[DOCUMENT PASSAGE Boundary: Start]
However we were not involved in the projections in the second wave until April, this is because there was not enough serological data, or rather enough high quality truly randomised serological data for COVID to be able to understand the susceptible population parameter. This inhibited any serious model making.

Despite not being involved except for the last month in the effort for the second wave, the factors behind the wave and this humanitarian disaster are abundantly clear.

The obvious ones are-

1. Covid innappropriate behaviour and poor policy making- after the December wave most epidemiologists (including us) and the government let down their guard. This was informed by poorly conducted serological surveys which showed upto 70% population infected in some places. On careful analysis we found that these surveys were not truly randomised with biases towards areas with high covid incidence. Certain large gatherings (involving millions of people) along with the elections in at least 7-10 regions in India also caused this massive spike.

2. Wanning Immunity- add to these factors, waning immunity. Antibody prevalence in the population that blocked the first wave from growing any further reduced over the course of the last 6-8 months. This meant more people were transmissive than at the end of the first wave.

3. Mutations- as is the case with any virus, the virus mutated to multiple variants. Multiple significant mutations have been recorded and with a population, landscape, and variation of strains afforded by India, these mutations are all ever so slightly different from each other, populating different strains in silos which mixed. We suspect that even though most of these mutations will not make the virus deadlier or more transmissive, they will provide for an immune escape from an epidemiological perspective. Antibodies tuned to protect from the earlier strains of the virus will not provide the same level of protection (as is also seen in the case of vaccine-generated antibodies and mutations related to immune escape).

4. Low testing, near-zero randomized prevalence monitoring- In the first wave some states upon our recommendation implemented randomised prevalence and randomised sentinel monitoring (sentinels being high contact individuals), this let them get ahead of spread well in time. However in the second wave this was not done as one tended to believe that we ld be able to face any peak that would arise out of waves subsequent to the first having scaled up medical facilities significantly.

5. Reluctance to lockdown even at a local level- The central body (this time not informed by our projections) in charge of the projections was fairly confident that we would peak at 100,000 cases per day in their worst-case scenario back in March when the wave was picking up. This rang false and their projections turned out to be too low. While on the other hand in the government, there were skeptics who didnt even think we would reach 100K cases per day. While a national lockdown didnt make sense at any point (even in retrospect) as it would cause more damage to life and livelihood like last time around, localized restrictions could have been enforced. However due to elections and economic concerns governments refused to enforce this. As a classic example in the first wave before mumbai even had 100 cases a day, the city was completely shuttered. In the second wave, Mumbai local trains- the densest mode of transport-were running even when Mumbai had 2000 cases per day.

A combination of these factors lead India to the second wave. To be honest, the first wave was more of an anomaly as we expected COVID in a population of 1.3 billion with the densest cities in the world to be extremely devastating. However, the early lockdown, the low variance of strains, high contact tracing, the low spread of the virus to rural areas worked in our favor. In the second wave complacence led to a disaster.

Universal randomised testing, sentinel surveillance, large swathes of data such as the ones our technology will enable not only in TB but in all emerging infectious diseases can stop in tracks any epidemic, converting what would look like the second wave in India to what was the first wave at the very least.

I hope we get a chance to elaborate more in the next round as a comment here in reply would not do the question justice.
[DOCUMENT PASSAGE Boundary: End]
[PROVIDED MATERIAL Boundary: Start]
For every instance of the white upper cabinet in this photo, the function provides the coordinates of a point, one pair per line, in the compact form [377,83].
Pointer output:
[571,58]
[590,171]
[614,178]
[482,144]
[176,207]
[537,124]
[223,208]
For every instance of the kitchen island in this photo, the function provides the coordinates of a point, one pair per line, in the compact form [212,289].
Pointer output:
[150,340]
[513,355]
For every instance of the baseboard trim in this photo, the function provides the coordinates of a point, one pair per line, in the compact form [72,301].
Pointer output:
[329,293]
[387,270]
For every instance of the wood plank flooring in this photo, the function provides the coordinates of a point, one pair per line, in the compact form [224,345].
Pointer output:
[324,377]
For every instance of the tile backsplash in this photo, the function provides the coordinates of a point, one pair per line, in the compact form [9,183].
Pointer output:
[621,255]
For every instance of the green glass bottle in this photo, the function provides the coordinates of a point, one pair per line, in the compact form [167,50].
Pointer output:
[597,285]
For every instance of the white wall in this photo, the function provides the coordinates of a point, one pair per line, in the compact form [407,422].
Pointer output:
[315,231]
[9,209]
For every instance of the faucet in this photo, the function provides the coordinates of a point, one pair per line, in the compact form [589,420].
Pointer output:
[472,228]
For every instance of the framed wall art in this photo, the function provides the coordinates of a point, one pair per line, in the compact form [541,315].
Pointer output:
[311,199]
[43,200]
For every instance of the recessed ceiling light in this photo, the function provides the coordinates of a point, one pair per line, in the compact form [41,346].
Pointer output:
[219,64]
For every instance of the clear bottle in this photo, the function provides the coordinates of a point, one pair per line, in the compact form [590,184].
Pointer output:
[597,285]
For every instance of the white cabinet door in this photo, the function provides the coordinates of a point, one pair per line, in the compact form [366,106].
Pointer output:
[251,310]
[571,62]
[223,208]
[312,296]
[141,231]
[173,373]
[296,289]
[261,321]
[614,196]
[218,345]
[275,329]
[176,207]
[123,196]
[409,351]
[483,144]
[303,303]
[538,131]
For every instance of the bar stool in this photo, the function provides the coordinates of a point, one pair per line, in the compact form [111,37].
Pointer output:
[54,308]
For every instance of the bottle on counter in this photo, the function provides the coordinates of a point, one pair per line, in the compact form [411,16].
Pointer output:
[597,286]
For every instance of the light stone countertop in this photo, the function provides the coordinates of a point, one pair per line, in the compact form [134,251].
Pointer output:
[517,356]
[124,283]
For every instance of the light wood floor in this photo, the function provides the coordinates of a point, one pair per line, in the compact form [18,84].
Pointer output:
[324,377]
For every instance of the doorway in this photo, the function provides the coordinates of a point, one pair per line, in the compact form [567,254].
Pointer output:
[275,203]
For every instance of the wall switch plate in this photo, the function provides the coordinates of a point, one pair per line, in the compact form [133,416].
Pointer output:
[PROVIDED MATERIAL Boundary: End]
• REQUIREMENT A:
Answer these questions about the passage on India's second COVID wave:
(i) Until what month were the authors not involved in the second-wave projections?
(ii) In its worst-case scenario in March, at what daily case count did the central body expect the wave to peak?
(iii) How many cases per day did Mumbai have while its local trains were still running in the second wave?
• REQUIREMENT B:
List every factor that the passage on India's second COVID wave says worked in India's favor during the first wave.

• ANSWER SECTION A:
(i) April
(ii) 100,000 cases per day
(iii) 2000 cases per day

• ANSWER SECTION B:
- The early lockdown
- The low variance of strains
- High contact tracing
- The low spread of the virus to rural areas